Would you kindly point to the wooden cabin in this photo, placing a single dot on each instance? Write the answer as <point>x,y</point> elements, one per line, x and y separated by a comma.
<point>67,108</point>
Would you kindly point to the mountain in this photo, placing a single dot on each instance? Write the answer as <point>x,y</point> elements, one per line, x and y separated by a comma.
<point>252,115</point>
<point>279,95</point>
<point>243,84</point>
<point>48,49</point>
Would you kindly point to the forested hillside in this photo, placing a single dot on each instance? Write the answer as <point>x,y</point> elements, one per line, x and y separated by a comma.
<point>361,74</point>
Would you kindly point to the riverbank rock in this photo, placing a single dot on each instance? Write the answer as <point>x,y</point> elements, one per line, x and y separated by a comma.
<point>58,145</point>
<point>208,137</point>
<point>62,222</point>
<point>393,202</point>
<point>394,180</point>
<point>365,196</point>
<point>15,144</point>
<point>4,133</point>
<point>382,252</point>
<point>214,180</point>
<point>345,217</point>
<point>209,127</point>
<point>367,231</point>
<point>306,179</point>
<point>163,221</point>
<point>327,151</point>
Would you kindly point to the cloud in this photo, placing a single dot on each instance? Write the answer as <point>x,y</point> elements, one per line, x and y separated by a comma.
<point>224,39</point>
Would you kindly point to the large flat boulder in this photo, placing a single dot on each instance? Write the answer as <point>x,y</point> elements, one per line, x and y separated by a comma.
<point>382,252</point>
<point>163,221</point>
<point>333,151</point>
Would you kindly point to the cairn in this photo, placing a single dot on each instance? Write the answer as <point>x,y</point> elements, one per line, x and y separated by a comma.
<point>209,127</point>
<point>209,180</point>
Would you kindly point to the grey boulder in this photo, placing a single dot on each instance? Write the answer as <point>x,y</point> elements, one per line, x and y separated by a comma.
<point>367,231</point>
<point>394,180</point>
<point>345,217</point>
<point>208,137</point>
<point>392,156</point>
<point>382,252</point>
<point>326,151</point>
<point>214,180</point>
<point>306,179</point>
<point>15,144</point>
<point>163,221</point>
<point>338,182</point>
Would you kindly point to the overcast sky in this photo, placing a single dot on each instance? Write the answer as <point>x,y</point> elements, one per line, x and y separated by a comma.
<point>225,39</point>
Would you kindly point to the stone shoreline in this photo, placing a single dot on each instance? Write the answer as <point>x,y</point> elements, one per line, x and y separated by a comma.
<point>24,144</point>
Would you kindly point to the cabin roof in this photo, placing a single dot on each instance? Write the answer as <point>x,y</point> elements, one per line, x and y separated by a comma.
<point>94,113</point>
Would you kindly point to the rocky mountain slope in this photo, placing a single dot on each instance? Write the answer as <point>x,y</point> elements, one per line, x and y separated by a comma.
============================================================
#### YOUR OBJECTIVE
Transcribe the listing so that each line matches exactly.

#### RESPONSE FOR THIS EXERCISE
Would you kindly point to the wooden cabin in this photo, placing a single dot on each instance? Write the answer as <point>x,y</point> elements, one per line, x and y separated by a comma.
<point>67,108</point>
Would you kindly point to the mountain in this photo, placing a single dot on each instance? Write the answer as <point>x,y</point> elements, one per line, x and y separated by a comma.
<point>252,115</point>
<point>279,95</point>
<point>243,84</point>
<point>48,49</point>
Would you kindly point to the forested hillside in this photo, placing a single dot on each instance? Write the answer as <point>x,y</point> elements, one per line, x and y separated by a comma.
<point>361,74</point>
Would you kindly point to the riverbank rock in this photo, placing a single dot on each instance? Write the answer as <point>x,y</point> elements, one per line, x and y separated by a comma.
<point>58,145</point>
<point>208,137</point>
<point>62,222</point>
<point>393,202</point>
<point>394,180</point>
<point>365,196</point>
<point>15,144</point>
<point>4,133</point>
<point>382,252</point>
<point>214,180</point>
<point>345,217</point>
<point>209,127</point>
<point>367,231</point>
<point>306,179</point>
<point>163,221</point>
<point>327,151</point>
Would you kindly point to the cloud in this photo, placing a single dot on each instance? Write the answer as <point>x,y</point> elements, one per line, x and y separated by a comma.
<point>224,39</point>
Would you kindly point to the large flat boulder in this photo, placing a single dot on each instance? Write the answer as <point>x,y</point> elements, one per line, x and y separated by a comma.
<point>382,252</point>
<point>163,221</point>
<point>333,151</point>
Would you kindly point to the cairn in this photo, placing a single dot on each instance? Write the answer as <point>x,y</point> elements, one per line, x and y separated by a comma.
<point>209,127</point>
<point>209,180</point>
Would you kindly point to the grey boulder in this photo, placing a single dot on each instance? Write the answer as <point>x,y</point> elements, one per line, x and y separated by a comma.
<point>367,231</point>
<point>394,180</point>
<point>345,217</point>
<point>208,137</point>
<point>392,156</point>
<point>382,252</point>
<point>326,151</point>
<point>214,180</point>
<point>306,179</point>
<point>15,144</point>
<point>163,221</point>
<point>338,182</point>
Would you kindly point to the overcast sky in this photo, placing a single dot on each instance? Write the answer as <point>x,y</point> elements, one per line, x and y separated by a comma.
<point>225,39</point>
Would you kindly point to the stone shoreline in this photo, placing a single dot on each instance? Write the answer as <point>x,y</point> elements, one per line, x and y separated by a comma.
<point>24,144</point>
Would you kindly point to the cabin roof in this photo, placing a single dot on each instance? Write the answer as <point>x,y</point> elements, one per line, x and y separated by a comma.
<point>94,113</point>
Would you kindly point to the rocky mountain slope in this photo, placing a single dot on each instance? Write the answer as <point>x,y</point> elements, one per line, x and y separated by a comma.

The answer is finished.